→ **라벨이 달린 점 기록**:
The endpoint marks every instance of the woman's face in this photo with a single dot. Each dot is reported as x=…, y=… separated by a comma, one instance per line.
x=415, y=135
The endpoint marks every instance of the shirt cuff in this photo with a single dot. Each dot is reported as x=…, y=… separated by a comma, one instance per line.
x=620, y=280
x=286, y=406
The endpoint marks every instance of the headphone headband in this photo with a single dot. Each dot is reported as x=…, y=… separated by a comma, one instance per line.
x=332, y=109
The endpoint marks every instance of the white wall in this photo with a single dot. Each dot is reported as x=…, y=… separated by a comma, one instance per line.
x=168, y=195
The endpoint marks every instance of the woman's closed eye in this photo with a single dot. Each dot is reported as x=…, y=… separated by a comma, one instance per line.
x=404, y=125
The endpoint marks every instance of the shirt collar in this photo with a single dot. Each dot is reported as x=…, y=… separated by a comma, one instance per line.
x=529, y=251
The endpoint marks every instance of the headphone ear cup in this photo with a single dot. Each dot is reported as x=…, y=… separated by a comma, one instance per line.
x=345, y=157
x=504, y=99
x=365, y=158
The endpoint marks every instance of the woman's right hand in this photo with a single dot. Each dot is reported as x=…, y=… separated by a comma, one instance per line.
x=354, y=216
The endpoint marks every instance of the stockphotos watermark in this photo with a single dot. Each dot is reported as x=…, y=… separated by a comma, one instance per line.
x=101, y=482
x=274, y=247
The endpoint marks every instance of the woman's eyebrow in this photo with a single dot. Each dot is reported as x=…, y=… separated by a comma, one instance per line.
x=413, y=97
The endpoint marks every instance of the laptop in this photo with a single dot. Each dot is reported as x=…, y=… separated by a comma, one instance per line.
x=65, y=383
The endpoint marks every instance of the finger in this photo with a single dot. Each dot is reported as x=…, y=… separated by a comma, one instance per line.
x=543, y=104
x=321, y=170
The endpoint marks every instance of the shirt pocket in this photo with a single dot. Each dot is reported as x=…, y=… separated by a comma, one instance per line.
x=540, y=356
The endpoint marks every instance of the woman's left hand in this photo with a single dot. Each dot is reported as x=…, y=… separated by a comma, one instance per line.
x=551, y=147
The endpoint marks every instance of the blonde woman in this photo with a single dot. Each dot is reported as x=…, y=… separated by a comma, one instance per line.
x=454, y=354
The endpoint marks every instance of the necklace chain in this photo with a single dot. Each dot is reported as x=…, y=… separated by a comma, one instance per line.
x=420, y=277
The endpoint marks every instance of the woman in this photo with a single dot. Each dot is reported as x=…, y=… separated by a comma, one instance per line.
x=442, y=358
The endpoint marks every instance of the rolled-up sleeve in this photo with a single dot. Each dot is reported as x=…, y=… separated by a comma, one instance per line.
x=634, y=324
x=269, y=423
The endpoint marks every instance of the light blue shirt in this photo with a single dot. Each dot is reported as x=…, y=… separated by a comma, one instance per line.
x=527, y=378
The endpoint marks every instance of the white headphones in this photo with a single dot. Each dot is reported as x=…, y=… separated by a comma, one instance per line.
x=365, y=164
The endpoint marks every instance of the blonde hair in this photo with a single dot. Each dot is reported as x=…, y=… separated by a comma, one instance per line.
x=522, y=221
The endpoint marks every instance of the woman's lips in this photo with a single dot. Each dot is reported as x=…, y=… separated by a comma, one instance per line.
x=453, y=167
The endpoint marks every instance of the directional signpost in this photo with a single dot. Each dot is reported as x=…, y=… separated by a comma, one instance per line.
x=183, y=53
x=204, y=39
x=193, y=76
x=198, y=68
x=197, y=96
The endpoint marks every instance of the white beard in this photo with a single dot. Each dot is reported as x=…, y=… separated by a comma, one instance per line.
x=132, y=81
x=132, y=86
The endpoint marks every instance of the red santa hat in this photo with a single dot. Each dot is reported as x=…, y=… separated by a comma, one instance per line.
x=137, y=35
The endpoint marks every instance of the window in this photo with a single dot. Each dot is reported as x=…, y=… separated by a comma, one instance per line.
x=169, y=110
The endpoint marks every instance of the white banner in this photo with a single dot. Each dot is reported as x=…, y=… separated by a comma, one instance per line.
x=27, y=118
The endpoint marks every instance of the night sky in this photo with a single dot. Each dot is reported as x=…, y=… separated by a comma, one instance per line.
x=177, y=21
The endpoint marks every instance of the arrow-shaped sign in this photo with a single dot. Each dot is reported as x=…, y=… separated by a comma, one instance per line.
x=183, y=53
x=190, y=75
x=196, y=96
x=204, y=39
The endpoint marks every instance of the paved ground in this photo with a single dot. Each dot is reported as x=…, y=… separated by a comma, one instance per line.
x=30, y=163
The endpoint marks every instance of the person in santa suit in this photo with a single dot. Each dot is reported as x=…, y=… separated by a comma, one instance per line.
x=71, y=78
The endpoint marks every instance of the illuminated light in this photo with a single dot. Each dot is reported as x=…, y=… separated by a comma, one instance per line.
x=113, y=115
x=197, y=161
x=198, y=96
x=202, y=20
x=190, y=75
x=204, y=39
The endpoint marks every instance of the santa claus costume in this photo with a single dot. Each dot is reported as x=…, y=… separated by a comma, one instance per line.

→ **과제 내용**: 위 기록 전체에서 모든 줄을 추출해 한 글자도 바꾸지 말고 옮겨 적으세요.

→ **정답**:
The endpoint marks every instance of the woman's face in this photo with a single dot. Each dot is reported as x=…, y=… separated by a comma, one instance per line.
x=415, y=135
The endpoint marks every instance of the shirt cuff in this photo with a single dot. Each dot is reported as x=…, y=… separated by a comma, one instance per line.
x=620, y=280
x=286, y=406
The endpoint marks every instance of the headphone headband in this photo with a single dot. Each dot is reported as x=…, y=… separated by a comma, one instance per line.
x=332, y=109
The endpoint marks every instance of the white wall in this photo with a single dot. Each dot is reported as x=…, y=… separated by a comma, one instance per line.
x=168, y=195
The endpoint marks every instance of the woman's closed eye in this photo with a single dot. Each dot is reported as x=…, y=… separated by a comma, one instance per line.
x=404, y=125
The endpoint marks every instance of the shirt collar in this photo with a single dot. Each dot is reported as x=…, y=… separated by a comma, one instance per line.
x=529, y=251
The endpoint marks every instance of the headphone ear cup in this photo with a single dot. Each dot is reported as x=…, y=… separated by a comma, one instance per line.
x=345, y=157
x=504, y=99
x=365, y=158
The endpoint marks every instance of the woman's right hand in this photo with a single dot. Each dot is reported as x=…, y=… separated by a comma, one instance per line.
x=354, y=216
The endpoint marks every instance of the stockphotos watermark in this photo with a single dot. Each dot is reported as x=…, y=… separated by a comma, one instance per line.
x=101, y=482
x=274, y=247
The endpoint marks every instance of the woman's eyebrow in this photo with a single dot. Each dot is reported as x=…, y=… separated by a comma, one instance per line.
x=413, y=97
The endpoint marks every instance of the laptop in this photo with a single dot. Each dot is reported as x=…, y=… separated by a comma, one instance per line.
x=65, y=383
The endpoint marks every instance of the finger in this photo with a single dot. Each dot is reported as x=…, y=… separated by a comma, one instance per line.
x=543, y=104
x=321, y=170
The endpoint marks every instance of the shirt pocket in this photo with a single dot. Each dot is reported as x=…, y=… separated by a comma, one instance per line.
x=540, y=356
The endpoint marks every instance of the woman's left hand in this photo with a single dot. Each dot is reported as x=…, y=… separated by a comma, one instance per line.
x=551, y=147
The endpoint marks every instance of the blonde woman in this photo with a single dot. Each dot is reported as x=…, y=… separated by a comma, one instance per line.
x=454, y=354
The endpoint marks every instance of the necklace chain in this photo with a single dot. Each dot is reported as x=…, y=… separated by a comma, one instance per line.
x=420, y=277
The endpoint marks every instance of the woman in this photo with a single dot. Each dot is reported as x=…, y=… separated by a comma, one instance per line.
x=442, y=358
The endpoint marks every instance of the rolled-up sleeve in this photo with a single dot. Each dot is reported as x=…, y=… separated by a comma, one instance per line.
x=634, y=324
x=269, y=423
The endpoint marks every instance of the light blue shirt in this photo with a single dot. Each dot is reported as x=…, y=… separated by a comma, one instance per line.
x=527, y=378
The endpoint marks every instance of the white headphones in this photo with a single dot. Each dot is reported as x=…, y=… separated by a comma, one instance per line.
x=365, y=164
The endpoint marks every instance of the blonde hair in this photo with a single dot. Each dot is reported as x=…, y=… separated by a comma, one instance per line.
x=522, y=221
The endpoint marks every instance of the woman's lips in this photo with a single dot. Each dot is reported as x=…, y=… separated by a comma, one instance per line.
x=453, y=167
The endpoint marks every instance of the directional signpost in this photo with a single dot. Each dot is reported as x=…, y=… separated by a comma, one instance per line.
x=183, y=53
x=204, y=39
x=193, y=76
x=198, y=68
x=197, y=96
The endpoint marks every instance of the white beard in this photo with a single dot. Each dot is reported as x=…, y=… separated by a comma, one instance per line.
x=132, y=81
x=132, y=86
The endpoint marks every instance of the red santa hat in this photo with a single dot. Each dot is reported as x=…, y=… separated by a comma, one instance per line.
x=137, y=35
The endpoint marks every instance of the window in this photo with a single dot. Each dot is reported as x=…, y=… separated by a comma, one instance per line.
x=169, y=110
The endpoint marks every instance of the white banner in this photo with a single dot. Each dot is reported as x=…, y=… separated by a comma, one instance per line.
x=27, y=118
The endpoint marks every instance of the night sky in this photo with a single dot. Each dot is reported as x=…, y=… separated by a comma, one instance per line.
x=177, y=21
The endpoint marks every instance of the arrow-shaped sign in this photo with a single dot. Each dot is reported as x=…, y=… separated by a comma, one instance per line.
x=183, y=53
x=190, y=75
x=196, y=96
x=204, y=39
The endpoint marks every instance of the paved ground in this photo with a single dot. Each dot is reported as x=…, y=… separated by a comma, one instance per line.
x=30, y=163
The endpoint marks every instance of the person in santa suit in this photo with a single dot. Each dot is reported as x=…, y=… separated by a comma, one instance per line.
x=71, y=78
The endpoint marks every instance of the illuminated light in this photo with a single dot. Each dot is reported as x=…, y=… separated by a comma, one instance per line.
x=113, y=115
x=197, y=161
x=198, y=96
x=202, y=20
x=190, y=75
x=204, y=39
The endpoint marks every instance of the santa claus costume in this photo with a single dot. Each dot is reported as x=…, y=… separated by a comma, one instance per line.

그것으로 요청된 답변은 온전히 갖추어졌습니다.